◆ Do this
Would you transcribe all of the data exactly, down to the last character?
** Begin Dataset rows **
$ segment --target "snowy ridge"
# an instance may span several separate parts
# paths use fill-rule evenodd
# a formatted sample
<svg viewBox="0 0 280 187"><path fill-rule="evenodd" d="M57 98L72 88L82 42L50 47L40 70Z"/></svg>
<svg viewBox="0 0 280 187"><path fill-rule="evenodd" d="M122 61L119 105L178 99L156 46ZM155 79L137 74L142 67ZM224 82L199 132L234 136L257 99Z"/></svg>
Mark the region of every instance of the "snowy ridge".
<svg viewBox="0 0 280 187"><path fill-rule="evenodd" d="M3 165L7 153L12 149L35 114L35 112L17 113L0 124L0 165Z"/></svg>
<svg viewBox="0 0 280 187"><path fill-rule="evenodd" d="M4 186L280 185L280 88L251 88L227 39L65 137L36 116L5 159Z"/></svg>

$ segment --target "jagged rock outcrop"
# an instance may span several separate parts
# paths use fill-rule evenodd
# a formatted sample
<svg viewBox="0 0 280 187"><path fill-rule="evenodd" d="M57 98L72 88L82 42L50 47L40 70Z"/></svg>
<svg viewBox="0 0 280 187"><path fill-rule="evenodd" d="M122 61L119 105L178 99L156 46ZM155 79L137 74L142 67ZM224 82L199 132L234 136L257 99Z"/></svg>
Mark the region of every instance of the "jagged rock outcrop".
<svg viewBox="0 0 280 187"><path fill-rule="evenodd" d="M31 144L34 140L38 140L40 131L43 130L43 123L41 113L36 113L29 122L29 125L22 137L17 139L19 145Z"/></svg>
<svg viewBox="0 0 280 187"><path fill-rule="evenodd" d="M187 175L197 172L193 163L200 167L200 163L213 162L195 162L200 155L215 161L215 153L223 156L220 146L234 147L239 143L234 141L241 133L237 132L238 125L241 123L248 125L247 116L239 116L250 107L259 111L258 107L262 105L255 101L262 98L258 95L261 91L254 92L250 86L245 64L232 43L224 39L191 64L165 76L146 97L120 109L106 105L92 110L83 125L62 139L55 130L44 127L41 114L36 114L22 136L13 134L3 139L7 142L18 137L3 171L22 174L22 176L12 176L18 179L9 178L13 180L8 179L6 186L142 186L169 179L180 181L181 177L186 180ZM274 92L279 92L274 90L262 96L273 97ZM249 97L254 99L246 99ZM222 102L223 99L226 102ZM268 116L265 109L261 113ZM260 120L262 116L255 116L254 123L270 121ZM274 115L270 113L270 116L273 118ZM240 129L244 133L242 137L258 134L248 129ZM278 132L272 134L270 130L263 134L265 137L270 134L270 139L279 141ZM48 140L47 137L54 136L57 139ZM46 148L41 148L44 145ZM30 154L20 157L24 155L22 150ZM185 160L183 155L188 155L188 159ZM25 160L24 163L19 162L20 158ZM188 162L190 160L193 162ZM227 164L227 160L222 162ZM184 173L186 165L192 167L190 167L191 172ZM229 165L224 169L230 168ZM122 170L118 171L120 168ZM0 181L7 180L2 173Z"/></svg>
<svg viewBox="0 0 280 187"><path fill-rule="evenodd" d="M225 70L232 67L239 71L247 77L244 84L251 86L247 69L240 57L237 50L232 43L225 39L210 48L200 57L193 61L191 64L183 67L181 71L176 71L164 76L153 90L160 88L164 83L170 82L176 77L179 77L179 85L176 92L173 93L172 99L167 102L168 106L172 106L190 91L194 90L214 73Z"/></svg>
** End Dataset rows **
◆ Exercise result
$ segment --target "snowy ridge"
# an instance may span several separate parts
# paths use fill-rule evenodd
# a formatted sample
<svg viewBox="0 0 280 187"><path fill-rule="evenodd" d="M57 98L72 88L82 42L50 47L40 70Z"/></svg>
<svg viewBox="0 0 280 187"><path fill-rule="evenodd" d="M122 61L119 105L178 99L156 46ZM155 79L137 74L142 67ZM224 82L199 132L234 136L257 99Z"/></svg>
Mark the region of every instance of the "snowy ridge".
<svg viewBox="0 0 280 187"><path fill-rule="evenodd" d="M3 165L7 153L12 149L35 114L35 112L17 113L0 124L0 165Z"/></svg>
<svg viewBox="0 0 280 187"><path fill-rule="evenodd" d="M4 186L280 185L280 88L251 88L227 39L65 137L36 116L5 159Z"/></svg>

$ segment --target "jagged rock outcrop"
# an instance may span several separate parts
# paths use fill-rule evenodd
# a formatted sample
<svg viewBox="0 0 280 187"><path fill-rule="evenodd" d="M57 98L72 88L82 42L50 47L40 70Z"/></svg>
<svg viewBox="0 0 280 187"><path fill-rule="evenodd" d="M122 61L119 105L178 99L156 46ZM155 79L137 74L142 67ZM224 82L199 132L234 136L257 99Z"/></svg>
Mark the region of every instance of the "jagged rock outcrop".
<svg viewBox="0 0 280 187"><path fill-rule="evenodd" d="M31 144L34 140L38 140L40 131L43 130L43 123L41 113L36 113L29 122L29 125L22 137L17 139L19 145Z"/></svg>
<svg viewBox="0 0 280 187"><path fill-rule="evenodd" d="M187 175L197 172L193 163L200 167L200 163L213 162L195 162L200 155L215 161L215 153L223 156L220 146L234 147L239 143L234 141L241 133L237 132L238 125L241 123L248 125L247 116L239 116L250 107L259 111L258 107L262 105L255 101L262 98L258 95L261 91L254 92L250 86L245 64L232 43L224 39L191 64L165 76L146 97L120 109L106 105L92 110L83 125L62 139L55 130L44 127L41 114L36 114L22 136L13 134L3 139L7 142L18 137L3 171L22 174L22 176L12 176L18 179L9 178L13 180L8 179L6 186L142 186L169 179L180 181L181 177L186 180ZM274 92L279 92L274 90L262 96L273 97ZM249 97L254 99L246 99ZM222 102L223 99L226 102ZM268 116L265 109L261 113ZM260 120L262 116L255 116L254 123L270 121ZM274 115L270 113L270 116L273 118ZM240 129L244 133L242 137L258 134L248 129ZM278 132L272 134L270 130L263 134L265 137L270 134L270 139L279 141ZM48 140L47 137L54 136L57 139ZM46 148L41 148L44 145ZM30 154L20 157L24 155L22 150ZM185 160L183 155L188 155L188 159ZM25 160L24 163L19 162L20 158ZM188 162L190 160L193 162ZM227 164L227 160L222 162ZM184 173L186 165L192 167L190 167L191 172ZM229 165L224 169L230 168ZM122 170L118 171L120 168ZM0 181L7 180L2 173Z"/></svg>
<svg viewBox="0 0 280 187"><path fill-rule="evenodd" d="M225 70L232 67L239 71L247 77L244 84L251 86L247 69L240 57L237 50L232 43L225 39L210 48L200 57L193 61L191 64L183 67L181 71L176 71L164 76L153 90L160 88L164 83L170 82L176 77L179 77L179 85L176 92L173 93L172 99L167 102L168 106L172 106L190 91L194 90L214 73Z"/></svg>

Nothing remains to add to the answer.